# [GIVEN INFORMATION]
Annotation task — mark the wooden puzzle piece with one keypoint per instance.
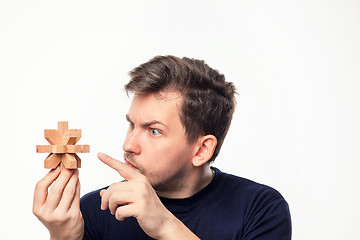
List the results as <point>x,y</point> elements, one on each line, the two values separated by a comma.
<point>62,149</point>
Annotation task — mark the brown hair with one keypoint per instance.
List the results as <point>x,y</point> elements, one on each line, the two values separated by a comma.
<point>208,100</point>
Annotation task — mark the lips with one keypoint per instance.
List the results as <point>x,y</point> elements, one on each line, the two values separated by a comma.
<point>129,164</point>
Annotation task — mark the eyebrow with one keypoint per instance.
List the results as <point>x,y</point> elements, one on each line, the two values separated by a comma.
<point>146,124</point>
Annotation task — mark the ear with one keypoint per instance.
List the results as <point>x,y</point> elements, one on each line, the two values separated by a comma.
<point>205,149</point>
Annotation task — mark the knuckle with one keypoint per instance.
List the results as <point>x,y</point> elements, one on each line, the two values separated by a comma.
<point>69,191</point>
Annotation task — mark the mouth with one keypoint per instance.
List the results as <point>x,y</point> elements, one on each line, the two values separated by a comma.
<point>129,164</point>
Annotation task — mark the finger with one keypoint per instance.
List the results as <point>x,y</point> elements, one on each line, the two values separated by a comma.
<point>113,188</point>
<point>124,212</point>
<point>123,169</point>
<point>120,198</point>
<point>69,193</point>
<point>41,188</point>
<point>75,205</point>
<point>57,189</point>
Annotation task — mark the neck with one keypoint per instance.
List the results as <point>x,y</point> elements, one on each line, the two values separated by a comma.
<point>190,184</point>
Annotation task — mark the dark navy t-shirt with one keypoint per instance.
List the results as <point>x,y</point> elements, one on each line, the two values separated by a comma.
<point>230,207</point>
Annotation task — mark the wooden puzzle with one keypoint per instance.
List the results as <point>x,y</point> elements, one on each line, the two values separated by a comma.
<point>62,147</point>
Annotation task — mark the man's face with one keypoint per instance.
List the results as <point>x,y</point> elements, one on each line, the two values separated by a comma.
<point>156,143</point>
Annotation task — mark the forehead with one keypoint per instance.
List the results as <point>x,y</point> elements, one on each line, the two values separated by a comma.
<point>162,107</point>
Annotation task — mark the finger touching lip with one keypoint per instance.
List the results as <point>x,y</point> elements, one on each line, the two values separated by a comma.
<point>129,164</point>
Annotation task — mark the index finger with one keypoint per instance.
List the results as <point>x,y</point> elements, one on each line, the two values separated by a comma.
<point>41,188</point>
<point>123,169</point>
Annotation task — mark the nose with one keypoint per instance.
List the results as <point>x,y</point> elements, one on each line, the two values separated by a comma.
<point>131,143</point>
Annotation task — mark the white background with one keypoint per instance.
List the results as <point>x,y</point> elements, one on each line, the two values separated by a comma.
<point>295,64</point>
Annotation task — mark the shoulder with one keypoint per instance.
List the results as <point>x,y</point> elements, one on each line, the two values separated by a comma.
<point>266,213</point>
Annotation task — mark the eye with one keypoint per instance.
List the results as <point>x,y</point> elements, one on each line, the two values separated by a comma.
<point>155,132</point>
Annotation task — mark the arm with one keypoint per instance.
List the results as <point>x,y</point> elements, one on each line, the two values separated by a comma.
<point>58,209</point>
<point>269,219</point>
<point>138,199</point>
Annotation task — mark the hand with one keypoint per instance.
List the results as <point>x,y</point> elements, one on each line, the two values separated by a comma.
<point>138,199</point>
<point>59,209</point>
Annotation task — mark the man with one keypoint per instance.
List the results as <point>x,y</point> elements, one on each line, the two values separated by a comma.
<point>179,116</point>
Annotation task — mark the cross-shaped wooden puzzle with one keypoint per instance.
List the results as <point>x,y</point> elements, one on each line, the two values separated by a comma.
<point>62,149</point>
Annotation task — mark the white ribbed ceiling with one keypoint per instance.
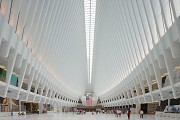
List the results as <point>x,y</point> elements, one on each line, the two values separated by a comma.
<point>55,32</point>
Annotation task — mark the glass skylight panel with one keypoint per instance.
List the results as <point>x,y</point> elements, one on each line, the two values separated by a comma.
<point>90,12</point>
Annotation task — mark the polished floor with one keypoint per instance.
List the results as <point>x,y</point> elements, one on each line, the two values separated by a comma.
<point>70,116</point>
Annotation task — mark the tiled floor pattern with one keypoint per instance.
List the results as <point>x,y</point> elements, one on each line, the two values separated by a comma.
<point>70,116</point>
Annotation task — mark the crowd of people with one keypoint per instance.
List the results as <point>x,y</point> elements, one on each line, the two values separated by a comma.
<point>117,112</point>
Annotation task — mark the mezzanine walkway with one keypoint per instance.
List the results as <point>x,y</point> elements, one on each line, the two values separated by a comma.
<point>88,116</point>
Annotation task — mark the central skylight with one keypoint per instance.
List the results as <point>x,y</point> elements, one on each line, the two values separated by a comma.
<point>90,12</point>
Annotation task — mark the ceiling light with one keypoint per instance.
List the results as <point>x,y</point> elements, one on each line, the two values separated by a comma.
<point>90,12</point>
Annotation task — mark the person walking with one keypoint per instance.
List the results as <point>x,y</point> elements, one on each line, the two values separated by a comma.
<point>128,114</point>
<point>141,113</point>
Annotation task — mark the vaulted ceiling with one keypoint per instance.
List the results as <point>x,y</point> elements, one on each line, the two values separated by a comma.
<point>55,32</point>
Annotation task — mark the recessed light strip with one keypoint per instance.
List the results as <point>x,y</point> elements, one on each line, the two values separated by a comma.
<point>90,11</point>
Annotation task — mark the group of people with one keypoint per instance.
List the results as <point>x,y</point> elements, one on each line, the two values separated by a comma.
<point>129,113</point>
<point>81,111</point>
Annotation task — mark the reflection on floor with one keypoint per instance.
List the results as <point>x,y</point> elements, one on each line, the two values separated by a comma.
<point>88,116</point>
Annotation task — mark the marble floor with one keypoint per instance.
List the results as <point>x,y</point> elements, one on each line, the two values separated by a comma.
<point>70,116</point>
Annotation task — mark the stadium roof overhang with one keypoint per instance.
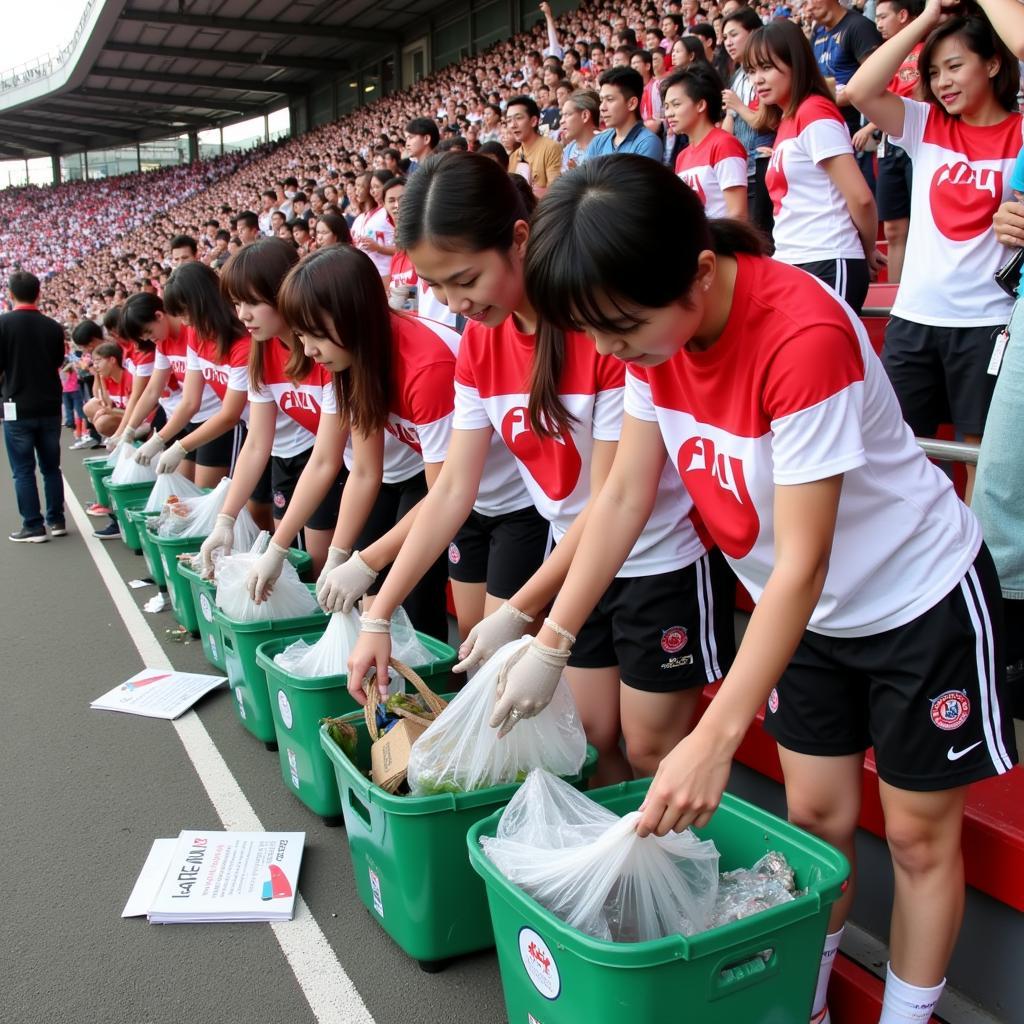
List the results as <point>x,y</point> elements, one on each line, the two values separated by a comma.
<point>143,70</point>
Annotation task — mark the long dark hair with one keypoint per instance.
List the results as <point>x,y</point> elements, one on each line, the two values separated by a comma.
<point>979,38</point>
<point>337,293</point>
<point>138,311</point>
<point>782,42</point>
<point>574,262</point>
<point>194,291</point>
<point>254,274</point>
<point>464,201</point>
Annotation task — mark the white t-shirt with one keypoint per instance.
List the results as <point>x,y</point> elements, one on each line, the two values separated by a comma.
<point>716,163</point>
<point>493,390</point>
<point>812,221</point>
<point>299,406</point>
<point>802,398</point>
<point>961,176</point>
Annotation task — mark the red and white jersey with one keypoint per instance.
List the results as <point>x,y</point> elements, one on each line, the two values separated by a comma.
<point>493,390</point>
<point>961,177</point>
<point>423,372</point>
<point>716,163</point>
<point>222,375</point>
<point>803,398</point>
<point>812,220</point>
<point>298,404</point>
<point>172,354</point>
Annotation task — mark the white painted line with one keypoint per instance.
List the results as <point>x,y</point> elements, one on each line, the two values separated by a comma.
<point>327,987</point>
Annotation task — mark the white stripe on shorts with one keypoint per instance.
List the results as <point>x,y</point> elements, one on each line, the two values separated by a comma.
<point>991,718</point>
<point>706,602</point>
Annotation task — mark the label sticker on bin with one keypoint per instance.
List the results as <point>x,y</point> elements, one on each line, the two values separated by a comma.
<point>285,708</point>
<point>375,886</point>
<point>540,964</point>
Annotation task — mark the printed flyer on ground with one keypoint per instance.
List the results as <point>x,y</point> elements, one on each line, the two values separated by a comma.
<point>204,877</point>
<point>158,693</point>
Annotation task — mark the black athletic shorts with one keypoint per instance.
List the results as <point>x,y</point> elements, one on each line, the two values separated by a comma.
<point>503,551</point>
<point>668,632</point>
<point>892,190</point>
<point>930,695</point>
<point>940,374</point>
<point>426,604</point>
<point>848,278</point>
<point>285,473</point>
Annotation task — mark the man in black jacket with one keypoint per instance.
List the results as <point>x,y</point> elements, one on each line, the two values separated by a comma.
<point>32,352</point>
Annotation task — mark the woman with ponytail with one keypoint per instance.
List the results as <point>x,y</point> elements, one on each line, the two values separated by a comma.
<point>878,606</point>
<point>291,398</point>
<point>663,629</point>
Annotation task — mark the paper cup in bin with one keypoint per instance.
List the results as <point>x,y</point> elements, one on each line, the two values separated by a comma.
<point>139,518</point>
<point>98,470</point>
<point>761,969</point>
<point>246,677</point>
<point>410,859</point>
<point>298,704</point>
<point>125,498</point>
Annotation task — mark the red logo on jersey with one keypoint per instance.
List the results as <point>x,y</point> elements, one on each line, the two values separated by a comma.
<point>674,639</point>
<point>950,710</point>
<point>215,377</point>
<point>292,401</point>
<point>693,180</point>
<point>964,200</point>
<point>775,180</point>
<point>553,462</point>
<point>717,484</point>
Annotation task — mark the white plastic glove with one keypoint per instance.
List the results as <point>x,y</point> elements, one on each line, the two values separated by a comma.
<point>500,628</point>
<point>171,459</point>
<point>265,571</point>
<point>525,684</point>
<point>335,556</point>
<point>221,539</point>
<point>345,584</point>
<point>144,454</point>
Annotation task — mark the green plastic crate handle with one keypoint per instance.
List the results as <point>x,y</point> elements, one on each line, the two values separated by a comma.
<point>360,808</point>
<point>731,975</point>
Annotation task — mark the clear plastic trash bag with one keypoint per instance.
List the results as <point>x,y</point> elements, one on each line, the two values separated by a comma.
<point>591,868</point>
<point>461,752</point>
<point>289,599</point>
<point>126,470</point>
<point>169,484</point>
<point>750,890</point>
<point>329,655</point>
<point>197,517</point>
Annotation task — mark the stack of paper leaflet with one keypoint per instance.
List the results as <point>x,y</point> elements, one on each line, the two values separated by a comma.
<point>218,877</point>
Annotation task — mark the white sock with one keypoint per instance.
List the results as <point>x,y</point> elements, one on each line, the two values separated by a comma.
<point>824,973</point>
<point>905,1004</point>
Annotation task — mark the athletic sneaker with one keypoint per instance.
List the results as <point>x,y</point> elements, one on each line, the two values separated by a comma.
<point>29,536</point>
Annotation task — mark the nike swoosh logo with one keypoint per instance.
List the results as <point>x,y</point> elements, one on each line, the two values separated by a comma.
<point>953,755</point>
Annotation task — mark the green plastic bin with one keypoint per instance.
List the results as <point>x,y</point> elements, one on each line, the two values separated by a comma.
<point>97,468</point>
<point>204,594</point>
<point>299,702</point>
<point>410,861</point>
<point>139,518</point>
<point>247,679</point>
<point>762,969</point>
<point>125,498</point>
<point>177,586</point>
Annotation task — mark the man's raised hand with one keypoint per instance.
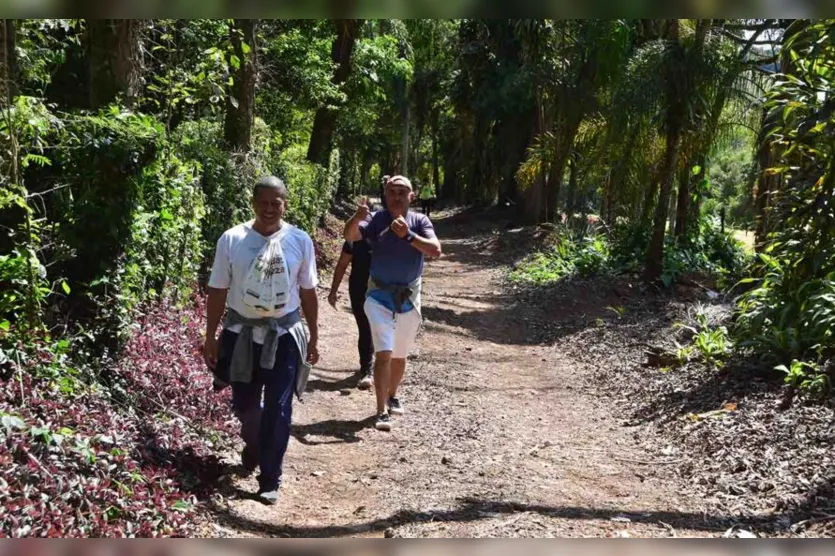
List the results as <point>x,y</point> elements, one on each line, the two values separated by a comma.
<point>400,227</point>
<point>362,210</point>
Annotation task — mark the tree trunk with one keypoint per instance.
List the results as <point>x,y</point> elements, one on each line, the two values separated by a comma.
<point>655,254</point>
<point>694,210</point>
<point>324,122</point>
<point>683,202</point>
<point>767,184</point>
<point>405,137</point>
<point>534,196</point>
<point>572,187</point>
<point>650,196</point>
<point>8,61</point>
<point>114,58</point>
<point>436,170</point>
<point>240,106</point>
<point>676,113</point>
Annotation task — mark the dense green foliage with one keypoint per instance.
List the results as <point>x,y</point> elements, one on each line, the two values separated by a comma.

# [WHAT IS NEEDED]
Scale everything in the material from the line containing "Annotation task — mark the white background" down to the line containing "<point>179,116</point>", both included, by writing out all of those lines again with the requests unchanged. Multiply each x and y coordinate in the answers by 0.5 and round to whole numbers, with halves rounded up.

# [SOLUTION TO THE EXERCISE]
Annotation task — mark the white background with one keypoint per instance.
List the results as <point>x,y</point> elements, one on each line, the two values separated by a comma.
<point>148,32</point>
Annotation task — mark the shoulder with one keypoint per instance.
List the results as <point>x,y</point> elements, one on each line, the two values separated by a comma.
<point>133,107</point>
Annotation task — mark the eye with one keypoint per instance.
List the results as <point>x,y</point> elements, one on each line, the two values separated by a comma.
<point>78,66</point>
Annotation task — mark the arm with one keypoint per instance.
List the results as <point>x,y</point> elements, one on each line, the two values separated by a comma.
<point>29,105</point>
<point>135,110</point>
<point>69,100</point>
Annotation task — mark the hand with one keypoint per instance.
List the results as <point>x,y</point> elements, one on each line, the two values separated by a comma.
<point>69,100</point>
<point>30,105</point>
Annotation task — mark the man with one keypoint per instance.
List the results as <point>x,y</point> elements, one on each line, the two values separated by a comma.
<point>90,58</point>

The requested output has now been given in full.